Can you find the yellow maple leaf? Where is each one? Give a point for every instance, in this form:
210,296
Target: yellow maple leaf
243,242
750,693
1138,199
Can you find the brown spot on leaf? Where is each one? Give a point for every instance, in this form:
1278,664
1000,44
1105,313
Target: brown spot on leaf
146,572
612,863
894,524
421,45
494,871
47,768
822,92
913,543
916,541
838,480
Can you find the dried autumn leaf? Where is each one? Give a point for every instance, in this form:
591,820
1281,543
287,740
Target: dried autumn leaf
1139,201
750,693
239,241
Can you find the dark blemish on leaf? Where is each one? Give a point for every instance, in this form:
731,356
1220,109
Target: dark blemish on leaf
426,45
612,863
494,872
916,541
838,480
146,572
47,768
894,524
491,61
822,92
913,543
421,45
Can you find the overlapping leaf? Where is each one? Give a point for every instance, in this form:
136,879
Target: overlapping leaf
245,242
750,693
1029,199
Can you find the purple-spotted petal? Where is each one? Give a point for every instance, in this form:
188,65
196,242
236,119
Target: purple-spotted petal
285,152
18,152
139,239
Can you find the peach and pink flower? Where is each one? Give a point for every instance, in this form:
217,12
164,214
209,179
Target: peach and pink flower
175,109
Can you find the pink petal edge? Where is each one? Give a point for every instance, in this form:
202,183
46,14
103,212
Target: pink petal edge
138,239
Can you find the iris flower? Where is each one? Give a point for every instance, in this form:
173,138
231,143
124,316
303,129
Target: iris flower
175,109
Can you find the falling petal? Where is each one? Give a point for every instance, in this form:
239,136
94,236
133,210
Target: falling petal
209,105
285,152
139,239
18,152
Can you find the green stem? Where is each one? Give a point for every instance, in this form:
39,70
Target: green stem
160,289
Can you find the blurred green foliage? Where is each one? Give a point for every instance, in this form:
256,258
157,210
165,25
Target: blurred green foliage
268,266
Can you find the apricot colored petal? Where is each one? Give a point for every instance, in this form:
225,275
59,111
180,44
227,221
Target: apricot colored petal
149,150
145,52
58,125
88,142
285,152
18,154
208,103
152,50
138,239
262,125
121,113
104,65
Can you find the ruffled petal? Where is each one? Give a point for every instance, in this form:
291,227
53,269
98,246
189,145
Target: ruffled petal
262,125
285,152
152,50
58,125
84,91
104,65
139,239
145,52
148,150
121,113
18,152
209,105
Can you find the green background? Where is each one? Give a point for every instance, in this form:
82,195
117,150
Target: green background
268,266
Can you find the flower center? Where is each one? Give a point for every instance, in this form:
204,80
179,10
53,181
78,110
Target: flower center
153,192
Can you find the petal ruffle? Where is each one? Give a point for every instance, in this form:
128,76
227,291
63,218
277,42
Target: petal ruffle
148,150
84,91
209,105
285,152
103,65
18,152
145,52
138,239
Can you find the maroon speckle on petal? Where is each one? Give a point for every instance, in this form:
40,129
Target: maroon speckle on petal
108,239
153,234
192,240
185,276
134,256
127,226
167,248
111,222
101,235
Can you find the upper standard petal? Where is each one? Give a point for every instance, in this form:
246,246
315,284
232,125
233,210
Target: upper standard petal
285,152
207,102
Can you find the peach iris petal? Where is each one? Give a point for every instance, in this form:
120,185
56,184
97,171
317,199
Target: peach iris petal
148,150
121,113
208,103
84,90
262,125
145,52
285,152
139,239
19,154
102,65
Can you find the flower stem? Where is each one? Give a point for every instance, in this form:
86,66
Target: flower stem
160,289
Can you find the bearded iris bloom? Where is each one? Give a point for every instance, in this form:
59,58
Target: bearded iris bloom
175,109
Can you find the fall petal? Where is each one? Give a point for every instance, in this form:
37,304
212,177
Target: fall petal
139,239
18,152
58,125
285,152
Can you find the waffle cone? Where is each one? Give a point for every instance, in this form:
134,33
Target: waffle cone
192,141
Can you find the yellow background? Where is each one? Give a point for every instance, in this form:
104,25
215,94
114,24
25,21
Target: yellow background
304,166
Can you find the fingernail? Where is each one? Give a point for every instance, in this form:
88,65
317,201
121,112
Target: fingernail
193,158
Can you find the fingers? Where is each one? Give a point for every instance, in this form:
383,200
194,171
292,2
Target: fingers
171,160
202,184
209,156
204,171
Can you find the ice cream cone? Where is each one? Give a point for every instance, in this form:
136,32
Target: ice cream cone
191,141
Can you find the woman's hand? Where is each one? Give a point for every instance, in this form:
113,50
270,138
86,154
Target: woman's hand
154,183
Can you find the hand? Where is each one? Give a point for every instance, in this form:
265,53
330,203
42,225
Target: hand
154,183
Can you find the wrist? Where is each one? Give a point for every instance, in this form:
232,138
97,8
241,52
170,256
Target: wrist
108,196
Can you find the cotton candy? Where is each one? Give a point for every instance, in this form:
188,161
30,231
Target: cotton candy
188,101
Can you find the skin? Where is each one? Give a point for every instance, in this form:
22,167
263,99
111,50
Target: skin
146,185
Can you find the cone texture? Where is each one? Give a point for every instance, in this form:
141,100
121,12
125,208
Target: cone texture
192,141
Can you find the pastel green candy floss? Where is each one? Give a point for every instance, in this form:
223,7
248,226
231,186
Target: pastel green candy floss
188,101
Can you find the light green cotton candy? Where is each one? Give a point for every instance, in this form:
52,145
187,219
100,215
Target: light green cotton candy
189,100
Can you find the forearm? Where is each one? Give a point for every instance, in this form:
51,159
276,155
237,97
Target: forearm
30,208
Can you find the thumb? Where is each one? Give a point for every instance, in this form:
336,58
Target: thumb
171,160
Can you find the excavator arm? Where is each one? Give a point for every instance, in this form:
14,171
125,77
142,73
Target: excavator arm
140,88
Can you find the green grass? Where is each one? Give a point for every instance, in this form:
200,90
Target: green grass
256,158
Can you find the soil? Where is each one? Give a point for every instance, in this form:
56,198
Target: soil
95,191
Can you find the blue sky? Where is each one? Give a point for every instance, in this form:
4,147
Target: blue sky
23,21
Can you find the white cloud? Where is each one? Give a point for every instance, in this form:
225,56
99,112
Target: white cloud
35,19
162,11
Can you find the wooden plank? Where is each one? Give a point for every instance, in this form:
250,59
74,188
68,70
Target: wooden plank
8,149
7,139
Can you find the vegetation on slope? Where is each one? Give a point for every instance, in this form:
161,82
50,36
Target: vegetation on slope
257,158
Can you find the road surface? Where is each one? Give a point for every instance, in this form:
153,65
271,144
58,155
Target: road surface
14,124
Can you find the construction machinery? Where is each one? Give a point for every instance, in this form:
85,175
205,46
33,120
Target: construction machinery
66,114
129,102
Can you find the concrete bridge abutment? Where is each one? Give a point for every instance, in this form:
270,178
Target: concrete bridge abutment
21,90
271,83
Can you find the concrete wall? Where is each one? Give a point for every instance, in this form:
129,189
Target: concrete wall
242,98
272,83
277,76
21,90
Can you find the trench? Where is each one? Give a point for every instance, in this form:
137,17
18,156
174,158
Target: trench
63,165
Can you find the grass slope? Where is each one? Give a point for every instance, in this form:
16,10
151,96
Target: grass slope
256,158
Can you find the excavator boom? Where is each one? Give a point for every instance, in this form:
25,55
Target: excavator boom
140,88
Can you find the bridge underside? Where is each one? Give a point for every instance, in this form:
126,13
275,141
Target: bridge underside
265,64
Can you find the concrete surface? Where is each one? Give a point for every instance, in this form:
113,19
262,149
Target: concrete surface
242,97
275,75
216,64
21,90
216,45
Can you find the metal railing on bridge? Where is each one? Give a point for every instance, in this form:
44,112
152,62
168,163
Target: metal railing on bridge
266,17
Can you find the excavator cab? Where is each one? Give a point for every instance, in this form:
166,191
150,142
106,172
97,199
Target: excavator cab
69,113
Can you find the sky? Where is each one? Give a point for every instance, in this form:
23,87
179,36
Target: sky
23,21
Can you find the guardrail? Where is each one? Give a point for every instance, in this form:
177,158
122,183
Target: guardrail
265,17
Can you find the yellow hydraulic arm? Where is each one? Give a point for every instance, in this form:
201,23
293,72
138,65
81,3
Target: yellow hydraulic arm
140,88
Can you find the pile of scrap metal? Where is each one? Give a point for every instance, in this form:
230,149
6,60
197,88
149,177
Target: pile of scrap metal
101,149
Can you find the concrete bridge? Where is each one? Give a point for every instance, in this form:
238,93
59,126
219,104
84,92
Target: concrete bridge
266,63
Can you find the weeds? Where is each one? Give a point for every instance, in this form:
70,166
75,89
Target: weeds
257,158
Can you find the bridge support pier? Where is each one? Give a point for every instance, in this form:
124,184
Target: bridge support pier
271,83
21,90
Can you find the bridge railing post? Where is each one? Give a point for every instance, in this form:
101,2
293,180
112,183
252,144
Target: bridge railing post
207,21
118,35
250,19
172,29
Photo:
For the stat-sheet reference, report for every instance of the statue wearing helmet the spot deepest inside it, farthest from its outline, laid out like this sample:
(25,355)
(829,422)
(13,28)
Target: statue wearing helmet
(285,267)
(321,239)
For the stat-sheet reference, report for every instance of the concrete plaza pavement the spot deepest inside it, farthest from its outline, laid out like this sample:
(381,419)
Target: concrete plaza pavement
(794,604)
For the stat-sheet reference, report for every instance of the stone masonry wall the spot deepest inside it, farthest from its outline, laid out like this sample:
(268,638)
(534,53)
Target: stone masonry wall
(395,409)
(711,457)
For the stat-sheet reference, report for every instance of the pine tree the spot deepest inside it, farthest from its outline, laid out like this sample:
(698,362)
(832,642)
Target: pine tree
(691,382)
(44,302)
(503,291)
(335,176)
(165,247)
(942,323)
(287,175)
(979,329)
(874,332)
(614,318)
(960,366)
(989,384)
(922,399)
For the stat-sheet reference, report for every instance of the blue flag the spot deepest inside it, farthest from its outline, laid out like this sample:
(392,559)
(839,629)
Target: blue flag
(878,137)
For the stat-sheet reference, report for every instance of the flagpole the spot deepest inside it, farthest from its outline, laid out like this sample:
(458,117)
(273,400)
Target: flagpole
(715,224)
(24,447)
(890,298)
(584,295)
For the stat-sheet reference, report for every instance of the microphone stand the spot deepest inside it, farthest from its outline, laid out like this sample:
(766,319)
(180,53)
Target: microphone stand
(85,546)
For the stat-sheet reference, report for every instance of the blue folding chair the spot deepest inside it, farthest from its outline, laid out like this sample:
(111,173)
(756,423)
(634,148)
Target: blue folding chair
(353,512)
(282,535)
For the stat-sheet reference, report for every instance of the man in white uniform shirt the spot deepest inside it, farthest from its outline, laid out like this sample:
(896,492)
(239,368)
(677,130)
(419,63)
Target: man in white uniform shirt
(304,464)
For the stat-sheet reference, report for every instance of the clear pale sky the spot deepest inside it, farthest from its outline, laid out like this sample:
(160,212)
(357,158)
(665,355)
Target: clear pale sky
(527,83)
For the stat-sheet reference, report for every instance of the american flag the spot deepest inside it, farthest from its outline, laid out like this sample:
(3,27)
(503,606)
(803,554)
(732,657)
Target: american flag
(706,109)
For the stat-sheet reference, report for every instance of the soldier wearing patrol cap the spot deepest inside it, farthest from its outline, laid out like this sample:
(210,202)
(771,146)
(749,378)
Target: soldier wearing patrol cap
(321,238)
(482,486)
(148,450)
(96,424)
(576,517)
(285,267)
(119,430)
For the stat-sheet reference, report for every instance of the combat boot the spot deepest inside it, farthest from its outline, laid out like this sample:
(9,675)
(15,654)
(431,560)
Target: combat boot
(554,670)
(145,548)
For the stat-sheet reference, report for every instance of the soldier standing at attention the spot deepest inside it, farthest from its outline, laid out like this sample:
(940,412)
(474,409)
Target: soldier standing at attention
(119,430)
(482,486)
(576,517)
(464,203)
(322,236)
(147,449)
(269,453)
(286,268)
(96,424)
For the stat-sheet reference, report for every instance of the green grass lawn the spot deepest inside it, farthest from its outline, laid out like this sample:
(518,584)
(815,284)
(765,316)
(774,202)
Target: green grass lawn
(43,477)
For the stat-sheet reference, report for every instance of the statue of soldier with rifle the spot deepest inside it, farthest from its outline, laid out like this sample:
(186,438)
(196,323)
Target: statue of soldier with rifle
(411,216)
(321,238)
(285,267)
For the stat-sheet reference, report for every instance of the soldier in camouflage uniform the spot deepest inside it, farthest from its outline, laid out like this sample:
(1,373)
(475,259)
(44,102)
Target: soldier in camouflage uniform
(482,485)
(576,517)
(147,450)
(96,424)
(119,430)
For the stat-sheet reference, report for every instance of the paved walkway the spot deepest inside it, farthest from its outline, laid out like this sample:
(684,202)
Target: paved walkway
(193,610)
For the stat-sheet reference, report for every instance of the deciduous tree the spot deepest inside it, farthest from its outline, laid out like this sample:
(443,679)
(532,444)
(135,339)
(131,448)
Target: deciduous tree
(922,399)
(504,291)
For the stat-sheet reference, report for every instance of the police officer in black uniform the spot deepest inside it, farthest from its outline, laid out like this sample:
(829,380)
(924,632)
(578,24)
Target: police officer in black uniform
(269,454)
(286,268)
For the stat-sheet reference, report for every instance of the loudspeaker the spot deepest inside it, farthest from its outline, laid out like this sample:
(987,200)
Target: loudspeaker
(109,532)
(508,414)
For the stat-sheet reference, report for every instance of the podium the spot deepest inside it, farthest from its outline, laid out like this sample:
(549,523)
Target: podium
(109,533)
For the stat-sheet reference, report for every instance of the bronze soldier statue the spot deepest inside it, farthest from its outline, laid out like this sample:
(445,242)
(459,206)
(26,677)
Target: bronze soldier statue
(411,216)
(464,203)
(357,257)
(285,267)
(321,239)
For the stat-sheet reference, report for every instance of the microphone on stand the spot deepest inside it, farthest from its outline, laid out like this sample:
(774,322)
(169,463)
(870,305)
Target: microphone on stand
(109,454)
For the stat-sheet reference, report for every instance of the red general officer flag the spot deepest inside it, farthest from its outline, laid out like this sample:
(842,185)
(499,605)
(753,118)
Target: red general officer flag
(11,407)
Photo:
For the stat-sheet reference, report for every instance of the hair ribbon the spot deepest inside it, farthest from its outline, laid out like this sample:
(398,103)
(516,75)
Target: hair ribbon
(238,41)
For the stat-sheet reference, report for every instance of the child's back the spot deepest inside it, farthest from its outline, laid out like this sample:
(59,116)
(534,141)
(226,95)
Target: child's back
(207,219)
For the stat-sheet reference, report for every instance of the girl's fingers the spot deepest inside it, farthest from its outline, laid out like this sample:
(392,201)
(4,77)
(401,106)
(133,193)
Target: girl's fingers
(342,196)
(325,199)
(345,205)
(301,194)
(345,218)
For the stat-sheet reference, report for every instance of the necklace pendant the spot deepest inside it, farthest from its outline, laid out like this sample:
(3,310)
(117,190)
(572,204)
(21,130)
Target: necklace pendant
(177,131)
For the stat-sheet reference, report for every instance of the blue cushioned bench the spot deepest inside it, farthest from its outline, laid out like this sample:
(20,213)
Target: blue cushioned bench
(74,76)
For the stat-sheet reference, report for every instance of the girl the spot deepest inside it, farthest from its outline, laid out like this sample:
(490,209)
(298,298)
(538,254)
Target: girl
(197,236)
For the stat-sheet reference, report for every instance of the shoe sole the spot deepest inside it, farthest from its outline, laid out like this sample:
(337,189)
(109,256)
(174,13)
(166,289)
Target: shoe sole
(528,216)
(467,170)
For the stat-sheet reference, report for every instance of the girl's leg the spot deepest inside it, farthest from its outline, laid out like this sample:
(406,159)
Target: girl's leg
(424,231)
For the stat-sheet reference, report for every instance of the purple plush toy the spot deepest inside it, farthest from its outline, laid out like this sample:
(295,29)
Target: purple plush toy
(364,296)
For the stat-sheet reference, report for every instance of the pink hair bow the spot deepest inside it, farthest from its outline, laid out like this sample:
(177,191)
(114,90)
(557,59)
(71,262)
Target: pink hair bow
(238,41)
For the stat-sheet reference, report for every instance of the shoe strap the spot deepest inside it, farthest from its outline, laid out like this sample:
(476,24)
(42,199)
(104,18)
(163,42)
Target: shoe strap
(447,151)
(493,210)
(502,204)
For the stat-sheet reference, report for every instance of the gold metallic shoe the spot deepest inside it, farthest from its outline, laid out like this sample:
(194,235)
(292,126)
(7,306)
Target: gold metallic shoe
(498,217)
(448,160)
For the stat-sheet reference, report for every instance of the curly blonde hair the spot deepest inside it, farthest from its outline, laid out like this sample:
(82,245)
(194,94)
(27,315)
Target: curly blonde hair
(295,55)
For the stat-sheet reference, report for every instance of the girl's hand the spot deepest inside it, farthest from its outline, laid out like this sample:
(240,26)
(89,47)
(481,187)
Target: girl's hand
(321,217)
--
Challenge
Output only the lines from the one holding "of the gold" through the last line above, exactly as they appear.

In response
For the stat-sheet reference, report for every instance of the gold metallic shoe the spot deepest inside it, farthest from its outline, laid out like this sample:
(194,235)
(292,126)
(7,306)
Target: gold metallic shoe
(498,217)
(448,160)
For the stat-sheet reference, report for every instance of the curly blonde hair the spot deepest inside it, farthest from its outline, laid out like this sample:
(82,245)
(194,94)
(27,315)
Target: curly blonde hair
(295,55)
For the stat-sheet reference, report for every instance of the girl's hand the spot deepest inside it, farthest from its outline, laid out like this sample:
(240,26)
(89,47)
(481,187)
Target: girl's hand
(321,217)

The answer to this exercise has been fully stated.